**WORK INSTRUCTION**
Set down, exactly as they appear, the line containing "Annotation task — pin every instance of the arched" and all subsequent lines through the end of the material below.

◆ ◆ ◆ ◆

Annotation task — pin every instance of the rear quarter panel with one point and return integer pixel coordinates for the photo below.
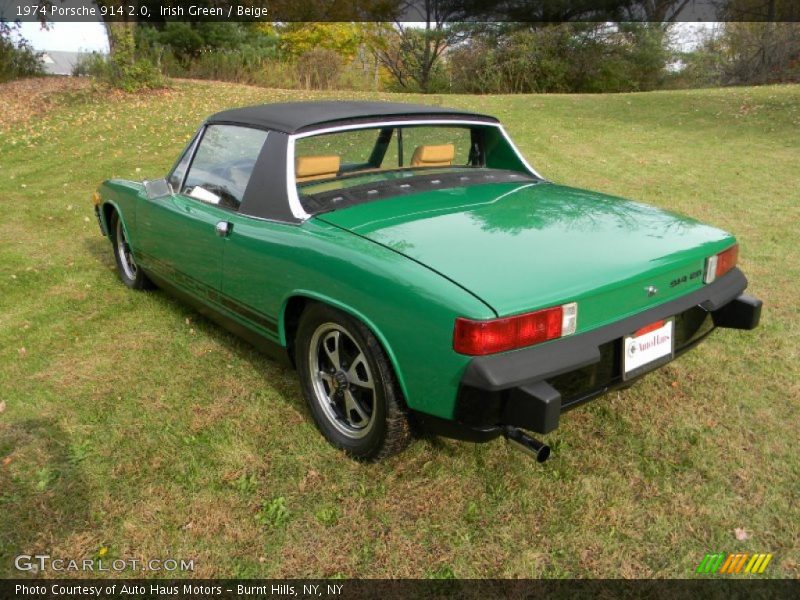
(410, 308)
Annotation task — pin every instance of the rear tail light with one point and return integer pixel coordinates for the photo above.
(478, 338)
(719, 264)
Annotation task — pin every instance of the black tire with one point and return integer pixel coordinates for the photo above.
(371, 423)
(131, 275)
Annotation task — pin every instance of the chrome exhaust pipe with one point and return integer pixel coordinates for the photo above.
(522, 441)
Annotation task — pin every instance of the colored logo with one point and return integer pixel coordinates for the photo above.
(734, 563)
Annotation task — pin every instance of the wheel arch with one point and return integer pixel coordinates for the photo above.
(295, 303)
(107, 210)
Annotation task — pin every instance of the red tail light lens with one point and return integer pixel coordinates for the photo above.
(719, 264)
(478, 338)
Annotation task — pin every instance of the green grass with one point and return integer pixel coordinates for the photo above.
(131, 423)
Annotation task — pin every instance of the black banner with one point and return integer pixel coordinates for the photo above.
(481, 589)
(447, 11)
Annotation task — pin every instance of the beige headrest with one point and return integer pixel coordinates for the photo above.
(308, 168)
(433, 156)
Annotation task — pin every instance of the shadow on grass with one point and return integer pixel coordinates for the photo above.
(43, 494)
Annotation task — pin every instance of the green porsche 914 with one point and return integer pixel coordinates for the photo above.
(417, 272)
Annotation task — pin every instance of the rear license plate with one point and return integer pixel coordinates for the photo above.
(648, 348)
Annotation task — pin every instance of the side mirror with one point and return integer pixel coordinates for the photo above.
(157, 189)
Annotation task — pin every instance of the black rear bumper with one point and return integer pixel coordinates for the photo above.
(531, 387)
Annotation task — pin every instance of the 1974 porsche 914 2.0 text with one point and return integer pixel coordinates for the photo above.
(417, 271)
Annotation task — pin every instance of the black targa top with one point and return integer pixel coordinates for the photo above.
(295, 117)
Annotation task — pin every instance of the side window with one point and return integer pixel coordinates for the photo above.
(223, 164)
(176, 177)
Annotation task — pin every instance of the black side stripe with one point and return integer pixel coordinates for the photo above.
(202, 290)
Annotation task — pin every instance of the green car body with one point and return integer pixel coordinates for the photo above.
(408, 266)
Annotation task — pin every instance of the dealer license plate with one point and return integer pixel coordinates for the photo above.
(648, 348)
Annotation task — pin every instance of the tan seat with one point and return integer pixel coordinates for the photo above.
(433, 156)
(309, 168)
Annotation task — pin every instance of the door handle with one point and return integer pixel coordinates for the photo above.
(223, 228)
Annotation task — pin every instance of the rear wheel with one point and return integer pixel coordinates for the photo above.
(349, 385)
(128, 270)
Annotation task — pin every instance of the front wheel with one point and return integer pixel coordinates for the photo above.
(349, 385)
(128, 270)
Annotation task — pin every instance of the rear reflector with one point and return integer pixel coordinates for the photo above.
(477, 338)
(719, 264)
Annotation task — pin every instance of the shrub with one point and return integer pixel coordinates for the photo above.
(124, 69)
(17, 58)
(319, 68)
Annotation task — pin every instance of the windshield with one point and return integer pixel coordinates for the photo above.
(342, 168)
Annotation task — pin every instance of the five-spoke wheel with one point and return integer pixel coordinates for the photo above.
(129, 272)
(349, 384)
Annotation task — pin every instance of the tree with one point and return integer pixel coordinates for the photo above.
(410, 53)
(17, 57)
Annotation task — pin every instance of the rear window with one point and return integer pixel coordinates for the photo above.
(339, 169)
(345, 153)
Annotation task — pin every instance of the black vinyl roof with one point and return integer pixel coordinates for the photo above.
(293, 117)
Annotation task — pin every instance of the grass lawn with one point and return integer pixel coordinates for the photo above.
(131, 426)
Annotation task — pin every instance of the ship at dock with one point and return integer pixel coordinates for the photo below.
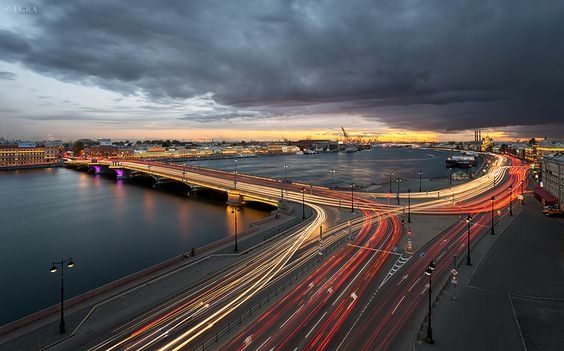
(461, 161)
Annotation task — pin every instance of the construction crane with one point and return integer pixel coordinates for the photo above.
(347, 137)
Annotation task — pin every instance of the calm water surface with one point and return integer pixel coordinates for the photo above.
(110, 228)
(113, 228)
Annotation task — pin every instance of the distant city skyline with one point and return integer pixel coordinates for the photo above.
(391, 71)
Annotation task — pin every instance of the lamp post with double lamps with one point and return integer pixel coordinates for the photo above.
(235, 174)
(303, 203)
(492, 232)
(390, 174)
(69, 263)
(234, 212)
(468, 220)
(397, 195)
(429, 272)
(510, 200)
(409, 205)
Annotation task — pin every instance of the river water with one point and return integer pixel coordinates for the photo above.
(114, 228)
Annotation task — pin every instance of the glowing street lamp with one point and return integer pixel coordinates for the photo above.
(234, 212)
(397, 195)
(235, 174)
(492, 230)
(409, 205)
(510, 200)
(420, 173)
(69, 263)
(390, 174)
(352, 197)
(468, 220)
(303, 203)
(332, 178)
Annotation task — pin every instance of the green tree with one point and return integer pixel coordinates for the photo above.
(77, 147)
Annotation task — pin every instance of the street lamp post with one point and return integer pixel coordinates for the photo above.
(397, 195)
(352, 197)
(235, 173)
(468, 220)
(409, 205)
(492, 230)
(429, 272)
(234, 212)
(303, 203)
(510, 200)
(53, 269)
(420, 173)
(522, 193)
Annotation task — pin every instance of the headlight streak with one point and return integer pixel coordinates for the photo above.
(468, 196)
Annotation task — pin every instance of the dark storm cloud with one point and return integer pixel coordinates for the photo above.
(7, 75)
(440, 65)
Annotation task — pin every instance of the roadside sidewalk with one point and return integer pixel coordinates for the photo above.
(512, 298)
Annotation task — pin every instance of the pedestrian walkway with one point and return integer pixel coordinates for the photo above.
(512, 298)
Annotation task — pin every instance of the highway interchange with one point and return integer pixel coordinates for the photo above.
(358, 296)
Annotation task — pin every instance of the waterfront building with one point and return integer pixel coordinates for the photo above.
(103, 151)
(553, 176)
(53, 150)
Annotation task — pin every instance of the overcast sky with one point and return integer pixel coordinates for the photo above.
(242, 69)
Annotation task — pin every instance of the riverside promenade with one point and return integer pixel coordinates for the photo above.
(512, 297)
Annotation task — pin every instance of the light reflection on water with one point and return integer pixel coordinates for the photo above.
(112, 229)
(109, 227)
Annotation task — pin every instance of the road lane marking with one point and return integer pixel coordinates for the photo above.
(261, 345)
(417, 281)
(403, 297)
(315, 325)
(441, 255)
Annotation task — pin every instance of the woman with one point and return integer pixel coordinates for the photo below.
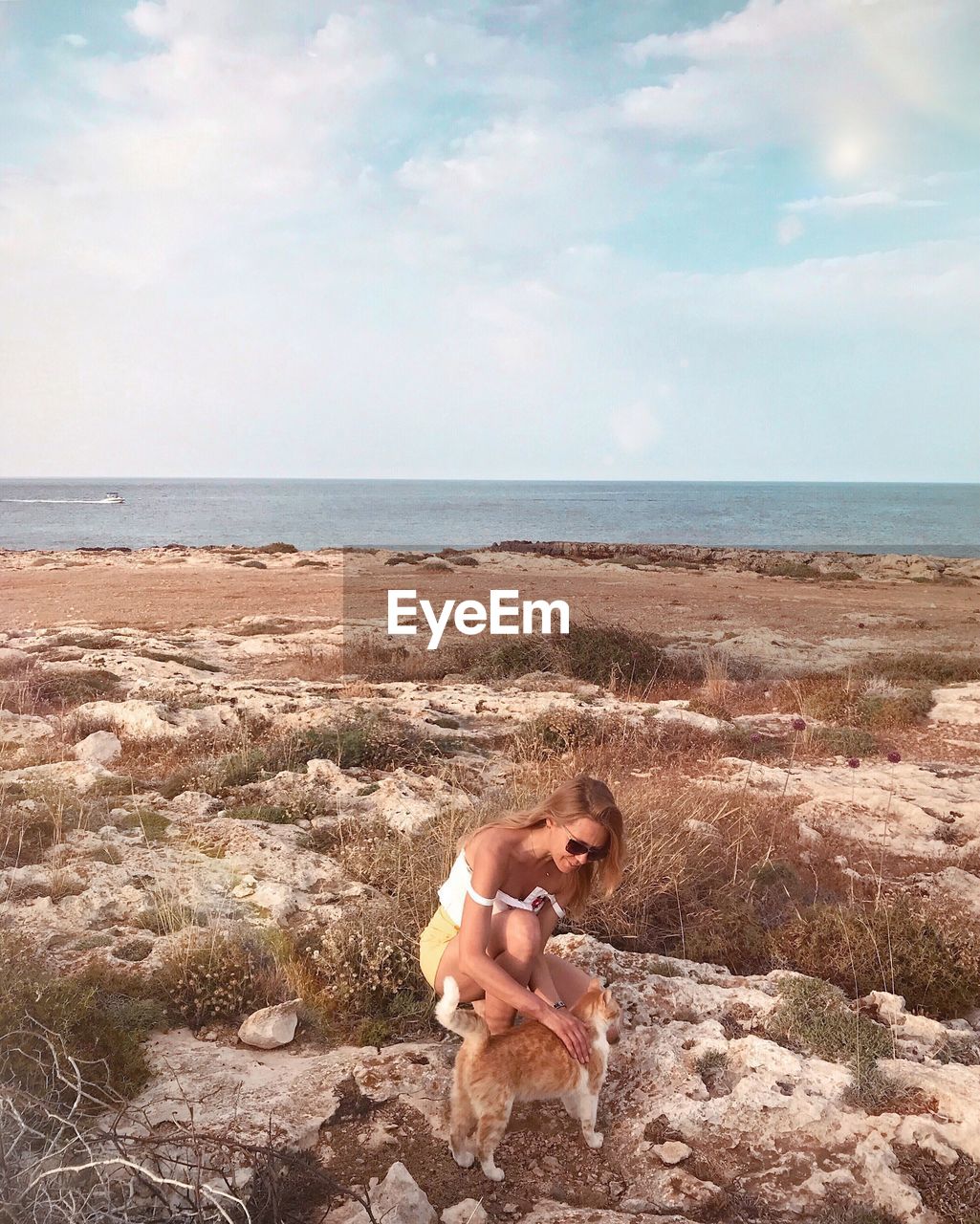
(512, 882)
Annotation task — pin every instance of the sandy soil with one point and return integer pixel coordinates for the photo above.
(193, 588)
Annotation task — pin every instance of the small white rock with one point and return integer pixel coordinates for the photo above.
(99, 748)
(672, 1152)
(467, 1212)
(271, 1027)
(245, 887)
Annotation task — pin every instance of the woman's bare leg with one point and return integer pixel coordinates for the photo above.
(569, 980)
(515, 943)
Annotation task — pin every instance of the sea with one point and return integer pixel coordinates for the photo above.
(940, 519)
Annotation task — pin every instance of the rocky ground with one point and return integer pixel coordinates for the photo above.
(153, 739)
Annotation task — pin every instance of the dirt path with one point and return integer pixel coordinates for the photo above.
(154, 590)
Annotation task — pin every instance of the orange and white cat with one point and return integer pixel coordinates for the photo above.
(528, 1062)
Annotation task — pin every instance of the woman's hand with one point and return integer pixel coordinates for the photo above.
(572, 1031)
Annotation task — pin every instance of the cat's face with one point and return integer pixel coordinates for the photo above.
(600, 1002)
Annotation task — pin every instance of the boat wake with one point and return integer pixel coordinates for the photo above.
(57, 501)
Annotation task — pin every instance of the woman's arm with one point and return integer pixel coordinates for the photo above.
(541, 978)
(489, 872)
(473, 935)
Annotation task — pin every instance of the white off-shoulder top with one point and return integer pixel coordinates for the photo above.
(460, 883)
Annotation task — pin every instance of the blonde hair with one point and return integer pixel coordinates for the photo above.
(577, 798)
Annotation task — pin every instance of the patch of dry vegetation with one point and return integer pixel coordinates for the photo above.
(722, 877)
(31, 688)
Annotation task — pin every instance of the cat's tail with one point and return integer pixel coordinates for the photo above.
(468, 1026)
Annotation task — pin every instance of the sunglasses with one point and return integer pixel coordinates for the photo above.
(592, 852)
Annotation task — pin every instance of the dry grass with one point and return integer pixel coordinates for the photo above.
(33, 689)
(856, 699)
(717, 685)
(35, 818)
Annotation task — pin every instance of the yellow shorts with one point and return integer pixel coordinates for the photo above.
(432, 943)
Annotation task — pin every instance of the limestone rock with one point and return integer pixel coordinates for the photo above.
(678, 711)
(958, 705)
(22, 729)
(82, 775)
(672, 1152)
(12, 659)
(99, 748)
(548, 1212)
(153, 720)
(271, 1027)
(397, 1200)
(676, 1190)
(470, 1211)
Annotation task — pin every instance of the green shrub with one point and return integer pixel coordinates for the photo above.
(937, 668)
(950, 1191)
(272, 813)
(889, 947)
(603, 652)
(554, 733)
(276, 546)
(844, 742)
(788, 569)
(511, 659)
(370, 970)
(98, 1017)
(152, 824)
(875, 1092)
(229, 974)
(815, 1017)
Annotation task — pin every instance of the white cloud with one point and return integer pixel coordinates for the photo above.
(635, 427)
(843, 206)
(788, 230)
(845, 81)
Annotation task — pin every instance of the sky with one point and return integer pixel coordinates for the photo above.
(569, 239)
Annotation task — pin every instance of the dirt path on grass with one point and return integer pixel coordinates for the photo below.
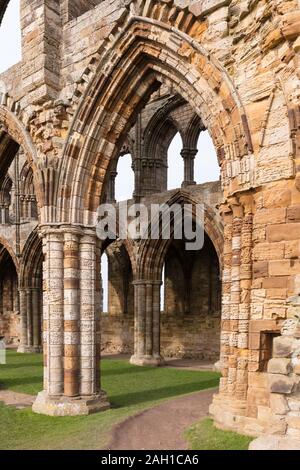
(18, 400)
(162, 427)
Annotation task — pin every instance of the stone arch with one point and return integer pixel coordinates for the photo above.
(125, 81)
(193, 132)
(11, 252)
(159, 124)
(32, 257)
(152, 253)
(13, 135)
(31, 294)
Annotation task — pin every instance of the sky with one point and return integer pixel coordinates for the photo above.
(10, 36)
(206, 165)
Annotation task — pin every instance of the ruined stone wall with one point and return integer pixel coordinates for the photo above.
(9, 304)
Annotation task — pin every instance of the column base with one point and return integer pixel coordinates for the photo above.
(154, 361)
(29, 349)
(65, 406)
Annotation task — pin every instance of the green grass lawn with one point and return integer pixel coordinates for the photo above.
(130, 389)
(204, 436)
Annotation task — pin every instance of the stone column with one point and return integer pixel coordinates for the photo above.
(29, 318)
(188, 156)
(71, 314)
(245, 297)
(112, 187)
(36, 327)
(71, 324)
(147, 323)
(23, 316)
(136, 166)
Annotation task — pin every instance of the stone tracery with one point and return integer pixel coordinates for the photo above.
(227, 68)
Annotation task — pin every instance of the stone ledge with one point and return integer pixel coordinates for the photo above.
(64, 406)
(269, 442)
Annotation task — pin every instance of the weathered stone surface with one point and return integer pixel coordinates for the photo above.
(228, 67)
(280, 366)
(270, 442)
(278, 404)
(283, 346)
(281, 384)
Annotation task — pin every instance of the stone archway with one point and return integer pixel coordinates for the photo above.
(9, 300)
(147, 65)
(151, 257)
(31, 298)
(101, 123)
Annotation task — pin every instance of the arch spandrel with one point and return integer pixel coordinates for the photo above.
(137, 58)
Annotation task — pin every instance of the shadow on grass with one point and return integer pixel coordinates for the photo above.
(145, 396)
(7, 383)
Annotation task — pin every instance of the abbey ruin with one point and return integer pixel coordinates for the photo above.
(100, 79)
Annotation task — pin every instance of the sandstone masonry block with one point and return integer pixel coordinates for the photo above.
(279, 366)
(281, 384)
(282, 346)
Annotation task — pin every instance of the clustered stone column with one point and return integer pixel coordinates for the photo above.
(147, 323)
(188, 156)
(111, 195)
(71, 323)
(4, 214)
(237, 279)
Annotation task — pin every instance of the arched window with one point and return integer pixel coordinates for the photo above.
(206, 161)
(5, 200)
(10, 35)
(124, 185)
(175, 163)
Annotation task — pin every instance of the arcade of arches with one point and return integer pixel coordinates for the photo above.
(121, 78)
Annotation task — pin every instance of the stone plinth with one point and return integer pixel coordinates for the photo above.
(65, 406)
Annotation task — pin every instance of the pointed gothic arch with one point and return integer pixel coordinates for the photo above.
(121, 85)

◆ ◆ ◆ ◆

**EXERCISE SOLUTION**
Annotation task — pin every instance of the arched window with one point and return integer pixel coordinates for the photo above.
(206, 161)
(5, 200)
(10, 35)
(124, 185)
(175, 163)
Annotation task — pin every instance of the arcade of arches with one point and return integer pixel coordinates for the photo above.
(121, 78)
Annotation task — pin every instance of the stone plinth with one point and return integer pixel coordinates for the photo above.
(65, 406)
Annotation task — pin every instance of the pointed gothic arch with one point and return integer pixel coordinates for the photo above.
(121, 85)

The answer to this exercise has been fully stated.